▸ CHECK YOUR UNDERSTANDING
A - In the murine norovirus page, which receptor, found through experiments on MNV, was the first proteinaceous receptor shown to mediate norovirus entry?
B - From the murine norovirus page, output the part that opens with the words containing "Murine norovirus (MNV)" and closes with "in animal systems.".

▸ PAGE EXTRACT
....

Murine norovirus

Virus classification
- (unranked): Virus
- Realm: Riboviria
- Kingdom: Orthornavirae
- Phylum: Pisuviricota
- Class: Pisoniviricetes
- Order: Picornavirales
- Family: Caliciviridae
- Genus: Norovirus
- Virus: Murine norovirus

= Murine norovirus =

Species of virus

Murine norovirus (MNV) is a species of norovirus affecting mice. It was first identified in 2003.
MNV is commonly used in research to model Human norovirus because the latter is difficult to grow in the laboratory. Standardized cell cultures are used in MNV propagation and the virus naturally infects mice, which allows studies in animal systems.

== Virology ==
=== Genetics ===
Like all noroviruses, MNV has linear, non-segmented, positive-sense RNA genome of approximately 7.5 kbp, encoding a large polyprotein which is cleaved into six smaller non-structural proteins (NS1/2 to NS7) by the viral 3C-like protease (NS6), a major structural protein (VP1) of about 58~60 kDa and a minor capsid protein (VP2). In addition to these proteins, MNV is unique amongst the noroviruses in possessing an additional fourth open reading frame overlapping the VP1 coding sequence. This additional reading frame encodes a virulence factor (VF1) which regulates the innate immune response. The 3'UTR of the viral genome forms stem-loop structures which have a role in virulence.

=== Entry ===
Entry mechanisms for noroviruses are still largely unknown, but the first proteinaceous receptor mediating norovirus entry was found with experiments on MNV. This receptor, CD300lf, is a membrane glycoprotein, that functions in regulation of multiple immune responses. CD300lf is found on mast cells of both murine species and humans, but definite proof of its function in human norovirus infections remains unknown. In mice however, CD300lf functions in virus binding thus having a role to play in the first steps of viral entry. Binding is essentially mediated by phospholipids of the virus' VP1 protein that bind to a cleft between CDR3 and CC’loop -domains of CD300lf -receptor.

....

▸ LISTED RECORDS
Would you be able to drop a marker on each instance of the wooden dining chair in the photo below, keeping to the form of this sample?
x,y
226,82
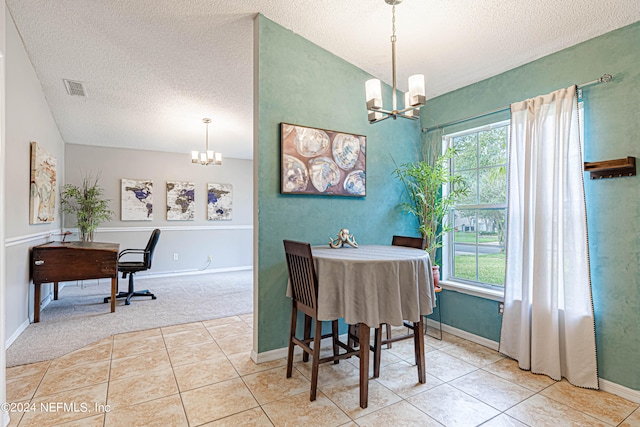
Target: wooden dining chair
x,y
414,328
304,297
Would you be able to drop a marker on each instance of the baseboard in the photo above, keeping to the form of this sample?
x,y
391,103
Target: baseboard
x,y
620,390
194,272
17,333
176,273
464,334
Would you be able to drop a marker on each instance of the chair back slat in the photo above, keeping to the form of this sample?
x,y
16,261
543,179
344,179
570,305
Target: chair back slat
x,y
409,242
151,246
302,274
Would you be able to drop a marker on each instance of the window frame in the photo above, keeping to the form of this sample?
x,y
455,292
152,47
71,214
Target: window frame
x,y
485,290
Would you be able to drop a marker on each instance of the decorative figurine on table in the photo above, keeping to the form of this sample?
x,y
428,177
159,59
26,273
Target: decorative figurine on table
x,y
343,237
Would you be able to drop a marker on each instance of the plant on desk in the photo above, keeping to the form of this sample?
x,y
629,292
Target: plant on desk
x,y
86,202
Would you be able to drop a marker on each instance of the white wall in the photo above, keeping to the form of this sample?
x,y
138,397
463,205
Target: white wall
x,y
28,118
229,242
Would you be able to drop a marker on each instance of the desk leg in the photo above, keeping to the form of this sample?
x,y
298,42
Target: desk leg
x,y
36,302
114,289
419,344
364,364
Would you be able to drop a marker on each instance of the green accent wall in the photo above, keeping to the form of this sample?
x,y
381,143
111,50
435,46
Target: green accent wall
x,y
298,82
612,130
301,83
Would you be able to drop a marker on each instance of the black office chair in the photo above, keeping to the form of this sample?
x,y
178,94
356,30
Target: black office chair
x,y
132,267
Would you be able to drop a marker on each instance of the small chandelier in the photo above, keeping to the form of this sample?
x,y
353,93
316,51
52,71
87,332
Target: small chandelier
x,y
209,157
413,99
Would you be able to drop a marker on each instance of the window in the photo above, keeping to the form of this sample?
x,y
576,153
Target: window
x,y
474,252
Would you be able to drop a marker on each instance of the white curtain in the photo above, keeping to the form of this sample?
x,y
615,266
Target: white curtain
x,y
548,322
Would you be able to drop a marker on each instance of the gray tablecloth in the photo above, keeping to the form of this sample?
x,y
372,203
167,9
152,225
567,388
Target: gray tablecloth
x,y
374,284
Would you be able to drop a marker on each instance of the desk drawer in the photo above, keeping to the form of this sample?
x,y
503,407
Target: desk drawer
x,y
61,264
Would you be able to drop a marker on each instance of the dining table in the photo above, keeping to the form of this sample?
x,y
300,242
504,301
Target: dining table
x,y
373,284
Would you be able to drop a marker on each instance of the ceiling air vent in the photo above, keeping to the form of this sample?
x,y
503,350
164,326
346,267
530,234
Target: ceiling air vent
x,y
75,88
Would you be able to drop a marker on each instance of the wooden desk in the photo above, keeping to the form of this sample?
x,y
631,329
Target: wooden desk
x,y
56,262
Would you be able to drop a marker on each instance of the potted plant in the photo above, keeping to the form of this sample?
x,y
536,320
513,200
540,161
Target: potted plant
x,y
87,204
424,182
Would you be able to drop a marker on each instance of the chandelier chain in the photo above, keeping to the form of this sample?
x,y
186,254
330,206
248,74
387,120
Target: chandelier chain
x,y
393,21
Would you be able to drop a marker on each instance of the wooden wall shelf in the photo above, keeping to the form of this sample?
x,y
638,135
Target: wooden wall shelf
x,y
611,168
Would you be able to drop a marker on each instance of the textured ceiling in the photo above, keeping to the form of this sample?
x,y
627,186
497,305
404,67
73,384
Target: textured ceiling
x,y
154,68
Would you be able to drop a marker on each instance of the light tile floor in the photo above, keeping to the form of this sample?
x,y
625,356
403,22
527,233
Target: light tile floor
x,y
200,374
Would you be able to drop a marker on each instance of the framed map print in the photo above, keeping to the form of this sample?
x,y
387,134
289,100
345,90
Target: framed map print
x,y
137,200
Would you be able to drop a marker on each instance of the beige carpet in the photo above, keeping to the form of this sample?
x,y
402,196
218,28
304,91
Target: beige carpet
x,y
79,316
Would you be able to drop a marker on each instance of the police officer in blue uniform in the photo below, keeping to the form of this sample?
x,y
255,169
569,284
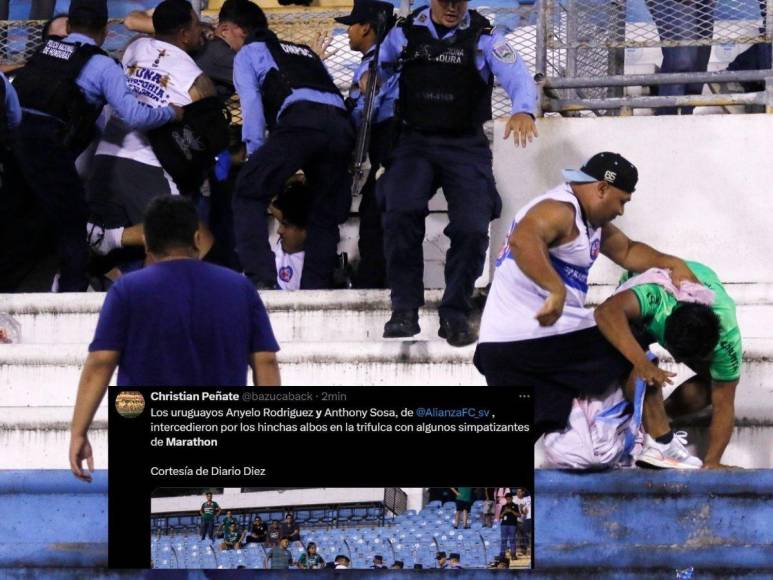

....

▸ ANSWERS FOR THIS EXERCISE
A - CD300lf

B -
Murine norovirus (MNV) is a species of norovirus affecting mice. It was first identified in 2003.
MNV is commonly used in research to model Human norovirus because the latter is difficult to grow in the laboratory. Standardized cell cultures are used in MNV propagation and the virus naturally infects mice, which allows studies in animal systems.